DATA RECORDS: Begin

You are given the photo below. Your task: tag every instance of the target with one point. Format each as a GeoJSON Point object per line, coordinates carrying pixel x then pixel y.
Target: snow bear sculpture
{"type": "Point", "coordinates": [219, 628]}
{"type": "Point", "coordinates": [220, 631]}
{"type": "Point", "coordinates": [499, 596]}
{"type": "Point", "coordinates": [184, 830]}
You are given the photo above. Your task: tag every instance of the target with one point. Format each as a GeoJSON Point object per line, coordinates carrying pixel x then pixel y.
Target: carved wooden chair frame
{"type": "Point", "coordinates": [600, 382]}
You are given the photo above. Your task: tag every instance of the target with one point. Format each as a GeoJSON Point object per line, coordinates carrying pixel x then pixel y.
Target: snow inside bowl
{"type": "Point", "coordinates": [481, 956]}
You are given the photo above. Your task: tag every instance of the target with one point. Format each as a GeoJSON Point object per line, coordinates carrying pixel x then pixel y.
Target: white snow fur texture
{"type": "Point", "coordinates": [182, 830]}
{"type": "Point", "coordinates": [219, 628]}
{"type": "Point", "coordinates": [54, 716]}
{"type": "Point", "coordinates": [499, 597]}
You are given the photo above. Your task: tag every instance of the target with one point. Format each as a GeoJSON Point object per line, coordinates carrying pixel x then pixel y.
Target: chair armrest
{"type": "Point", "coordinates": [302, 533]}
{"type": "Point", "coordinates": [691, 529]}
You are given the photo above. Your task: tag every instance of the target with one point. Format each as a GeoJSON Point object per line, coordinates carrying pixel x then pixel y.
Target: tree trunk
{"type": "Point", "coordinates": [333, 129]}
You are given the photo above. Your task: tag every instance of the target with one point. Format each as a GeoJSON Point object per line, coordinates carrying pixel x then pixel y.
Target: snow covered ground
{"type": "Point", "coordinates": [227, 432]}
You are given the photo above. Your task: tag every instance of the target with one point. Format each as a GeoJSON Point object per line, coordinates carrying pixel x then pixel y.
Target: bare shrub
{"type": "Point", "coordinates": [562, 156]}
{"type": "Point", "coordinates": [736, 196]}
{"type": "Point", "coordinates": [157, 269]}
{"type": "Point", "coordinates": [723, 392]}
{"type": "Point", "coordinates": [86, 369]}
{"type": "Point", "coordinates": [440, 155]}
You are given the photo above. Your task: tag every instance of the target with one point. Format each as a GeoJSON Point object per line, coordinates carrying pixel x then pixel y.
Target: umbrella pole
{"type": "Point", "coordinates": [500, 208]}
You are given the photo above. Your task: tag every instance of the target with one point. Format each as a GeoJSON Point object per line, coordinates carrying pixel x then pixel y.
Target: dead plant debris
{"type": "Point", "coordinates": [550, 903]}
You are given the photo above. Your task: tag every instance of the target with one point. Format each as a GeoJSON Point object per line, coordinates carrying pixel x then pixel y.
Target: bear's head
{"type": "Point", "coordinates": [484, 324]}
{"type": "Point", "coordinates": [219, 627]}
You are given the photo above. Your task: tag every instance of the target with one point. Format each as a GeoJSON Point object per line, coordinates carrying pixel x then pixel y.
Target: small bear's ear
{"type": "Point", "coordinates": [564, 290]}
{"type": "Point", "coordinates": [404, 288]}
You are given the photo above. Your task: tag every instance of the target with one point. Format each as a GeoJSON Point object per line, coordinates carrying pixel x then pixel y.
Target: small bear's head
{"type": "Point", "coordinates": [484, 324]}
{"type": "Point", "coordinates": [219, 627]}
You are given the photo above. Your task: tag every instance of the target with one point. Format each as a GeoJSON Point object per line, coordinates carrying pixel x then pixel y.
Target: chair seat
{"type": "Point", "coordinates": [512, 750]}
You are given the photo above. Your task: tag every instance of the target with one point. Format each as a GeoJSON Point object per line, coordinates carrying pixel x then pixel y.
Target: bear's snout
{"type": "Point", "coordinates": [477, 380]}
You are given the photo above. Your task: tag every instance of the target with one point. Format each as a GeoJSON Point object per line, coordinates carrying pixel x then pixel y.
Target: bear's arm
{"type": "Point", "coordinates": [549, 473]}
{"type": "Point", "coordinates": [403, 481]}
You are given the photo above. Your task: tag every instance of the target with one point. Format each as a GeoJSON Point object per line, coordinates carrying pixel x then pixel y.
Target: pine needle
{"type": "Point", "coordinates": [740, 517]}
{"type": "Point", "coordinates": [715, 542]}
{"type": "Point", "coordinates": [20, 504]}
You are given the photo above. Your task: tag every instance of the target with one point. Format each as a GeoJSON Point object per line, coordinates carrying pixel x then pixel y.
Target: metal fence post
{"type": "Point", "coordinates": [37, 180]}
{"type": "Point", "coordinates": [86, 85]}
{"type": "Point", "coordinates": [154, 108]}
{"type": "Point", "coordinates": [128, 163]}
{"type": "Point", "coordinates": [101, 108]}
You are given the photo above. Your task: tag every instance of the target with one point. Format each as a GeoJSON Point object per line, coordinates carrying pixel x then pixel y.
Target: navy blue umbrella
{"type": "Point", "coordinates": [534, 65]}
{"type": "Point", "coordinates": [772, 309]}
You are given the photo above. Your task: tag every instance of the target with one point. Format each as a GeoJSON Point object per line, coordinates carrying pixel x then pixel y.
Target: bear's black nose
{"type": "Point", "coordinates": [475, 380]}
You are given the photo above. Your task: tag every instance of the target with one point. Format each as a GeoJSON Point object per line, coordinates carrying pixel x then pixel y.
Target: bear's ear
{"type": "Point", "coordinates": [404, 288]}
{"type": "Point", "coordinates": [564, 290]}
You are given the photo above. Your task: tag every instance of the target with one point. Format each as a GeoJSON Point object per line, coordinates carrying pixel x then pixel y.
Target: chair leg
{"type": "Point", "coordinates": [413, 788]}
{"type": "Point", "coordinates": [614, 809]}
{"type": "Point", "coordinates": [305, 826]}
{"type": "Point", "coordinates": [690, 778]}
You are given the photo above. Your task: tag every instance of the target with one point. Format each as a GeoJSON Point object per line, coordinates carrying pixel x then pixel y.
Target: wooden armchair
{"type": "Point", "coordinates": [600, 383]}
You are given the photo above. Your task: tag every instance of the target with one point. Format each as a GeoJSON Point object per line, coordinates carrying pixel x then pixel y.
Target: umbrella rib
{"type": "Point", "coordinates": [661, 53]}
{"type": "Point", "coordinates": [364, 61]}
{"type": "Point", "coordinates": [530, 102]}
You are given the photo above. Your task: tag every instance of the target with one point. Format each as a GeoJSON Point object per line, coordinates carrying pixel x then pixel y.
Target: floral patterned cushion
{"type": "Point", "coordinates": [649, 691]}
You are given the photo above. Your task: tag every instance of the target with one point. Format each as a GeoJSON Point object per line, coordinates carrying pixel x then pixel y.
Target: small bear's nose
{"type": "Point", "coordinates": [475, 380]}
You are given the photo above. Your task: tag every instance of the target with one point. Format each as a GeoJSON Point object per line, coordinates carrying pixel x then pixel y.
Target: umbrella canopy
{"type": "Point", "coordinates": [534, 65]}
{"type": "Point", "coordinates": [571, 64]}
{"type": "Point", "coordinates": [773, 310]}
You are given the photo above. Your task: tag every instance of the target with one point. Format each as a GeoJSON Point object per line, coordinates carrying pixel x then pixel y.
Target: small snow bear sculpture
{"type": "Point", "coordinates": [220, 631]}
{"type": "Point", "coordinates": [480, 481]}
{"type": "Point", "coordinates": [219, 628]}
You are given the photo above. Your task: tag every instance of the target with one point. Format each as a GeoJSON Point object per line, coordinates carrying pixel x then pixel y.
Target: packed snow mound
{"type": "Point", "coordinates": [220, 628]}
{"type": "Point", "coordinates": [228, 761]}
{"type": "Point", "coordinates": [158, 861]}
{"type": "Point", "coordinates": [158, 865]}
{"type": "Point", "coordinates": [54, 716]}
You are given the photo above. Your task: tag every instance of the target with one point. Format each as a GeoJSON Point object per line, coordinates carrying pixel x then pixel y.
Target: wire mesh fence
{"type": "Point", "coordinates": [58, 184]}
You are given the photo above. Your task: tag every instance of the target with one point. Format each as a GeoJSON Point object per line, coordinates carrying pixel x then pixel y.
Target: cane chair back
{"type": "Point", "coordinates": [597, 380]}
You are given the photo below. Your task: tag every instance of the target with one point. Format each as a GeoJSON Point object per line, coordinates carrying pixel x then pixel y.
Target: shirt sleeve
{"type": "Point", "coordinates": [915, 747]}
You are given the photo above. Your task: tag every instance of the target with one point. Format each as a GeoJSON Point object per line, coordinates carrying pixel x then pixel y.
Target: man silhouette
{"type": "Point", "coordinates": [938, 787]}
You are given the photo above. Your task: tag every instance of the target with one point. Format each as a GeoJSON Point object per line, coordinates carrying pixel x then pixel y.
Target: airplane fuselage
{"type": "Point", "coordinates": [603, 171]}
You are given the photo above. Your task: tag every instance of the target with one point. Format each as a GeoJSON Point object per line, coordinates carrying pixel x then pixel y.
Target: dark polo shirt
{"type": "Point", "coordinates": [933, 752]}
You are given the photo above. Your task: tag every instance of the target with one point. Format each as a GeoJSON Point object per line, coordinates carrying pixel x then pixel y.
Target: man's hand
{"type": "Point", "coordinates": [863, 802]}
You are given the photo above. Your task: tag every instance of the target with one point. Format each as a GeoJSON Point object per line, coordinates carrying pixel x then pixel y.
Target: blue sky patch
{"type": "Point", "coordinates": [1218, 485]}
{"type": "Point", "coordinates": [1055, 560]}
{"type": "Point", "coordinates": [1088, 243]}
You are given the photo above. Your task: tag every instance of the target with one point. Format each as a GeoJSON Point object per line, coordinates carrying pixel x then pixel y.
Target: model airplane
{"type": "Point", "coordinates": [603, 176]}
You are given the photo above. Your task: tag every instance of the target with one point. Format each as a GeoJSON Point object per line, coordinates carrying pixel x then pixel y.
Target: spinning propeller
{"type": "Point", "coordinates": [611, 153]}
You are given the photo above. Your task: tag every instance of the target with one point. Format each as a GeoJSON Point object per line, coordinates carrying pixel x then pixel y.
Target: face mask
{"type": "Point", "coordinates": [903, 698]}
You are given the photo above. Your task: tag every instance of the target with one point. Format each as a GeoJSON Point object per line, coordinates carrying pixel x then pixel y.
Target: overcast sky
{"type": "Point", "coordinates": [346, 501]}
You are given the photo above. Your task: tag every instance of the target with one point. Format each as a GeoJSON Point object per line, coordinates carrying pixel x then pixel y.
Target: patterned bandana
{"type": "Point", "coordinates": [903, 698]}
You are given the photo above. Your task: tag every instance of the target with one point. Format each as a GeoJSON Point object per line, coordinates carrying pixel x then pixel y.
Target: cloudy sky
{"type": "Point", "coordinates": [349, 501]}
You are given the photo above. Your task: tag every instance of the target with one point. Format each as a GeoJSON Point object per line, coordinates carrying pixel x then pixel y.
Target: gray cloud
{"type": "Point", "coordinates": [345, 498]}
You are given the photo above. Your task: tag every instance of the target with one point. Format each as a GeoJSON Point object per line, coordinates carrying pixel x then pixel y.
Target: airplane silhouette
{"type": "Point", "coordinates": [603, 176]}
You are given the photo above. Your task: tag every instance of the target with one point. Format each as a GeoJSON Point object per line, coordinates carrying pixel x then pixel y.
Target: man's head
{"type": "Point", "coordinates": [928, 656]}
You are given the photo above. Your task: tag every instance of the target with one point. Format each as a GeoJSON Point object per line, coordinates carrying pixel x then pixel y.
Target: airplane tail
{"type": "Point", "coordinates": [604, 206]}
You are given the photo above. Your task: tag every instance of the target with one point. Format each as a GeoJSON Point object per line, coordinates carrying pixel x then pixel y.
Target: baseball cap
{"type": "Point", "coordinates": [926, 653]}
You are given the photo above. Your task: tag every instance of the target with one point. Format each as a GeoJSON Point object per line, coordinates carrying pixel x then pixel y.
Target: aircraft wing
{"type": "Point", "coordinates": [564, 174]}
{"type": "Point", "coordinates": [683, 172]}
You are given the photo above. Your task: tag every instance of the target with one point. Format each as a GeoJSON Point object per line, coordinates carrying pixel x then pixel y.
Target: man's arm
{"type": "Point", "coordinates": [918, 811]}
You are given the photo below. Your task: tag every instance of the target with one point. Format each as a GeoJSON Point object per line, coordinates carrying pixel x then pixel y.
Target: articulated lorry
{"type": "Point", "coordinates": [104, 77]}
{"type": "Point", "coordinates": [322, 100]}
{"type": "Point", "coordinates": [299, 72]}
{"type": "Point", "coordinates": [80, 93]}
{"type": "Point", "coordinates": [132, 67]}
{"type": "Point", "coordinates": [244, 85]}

DATA RECORDS: End

WHAT TO DO
Exactly as they appear above, write out the line containing "Target: aircraft wing" and each line that comes after it in the records.

RESPONSE TO THIS EXERCISE
Target: aircraft wing
{"type": "Point", "coordinates": [564, 174]}
{"type": "Point", "coordinates": [683, 172]}
You are given the photo above. Your task: tag every instance of the target with one point. Format each as a GeoJSON Point object per line, coordinates carrying pixel x then pixel y.
Target: man's arm
{"type": "Point", "coordinates": [918, 811]}
You are given the photo below. Your task: tag every instance of the target with one point. Format each as a GeoJSON Point object per line, coordinates carrying pixel x then pixel y.
Target: articulated lorry
{"type": "Point", "coordinates": [104, 77]}
{"type": "Point", "coordinates": [322, 100]}
{"type": "Point", "coordinates": [299, 72]}
{"type": "Point", "coordinates": [80, 93]}
{"type": "Point", "coordinates": [132, 67]}
{"type": "Point", "coordinates": [244, 85]}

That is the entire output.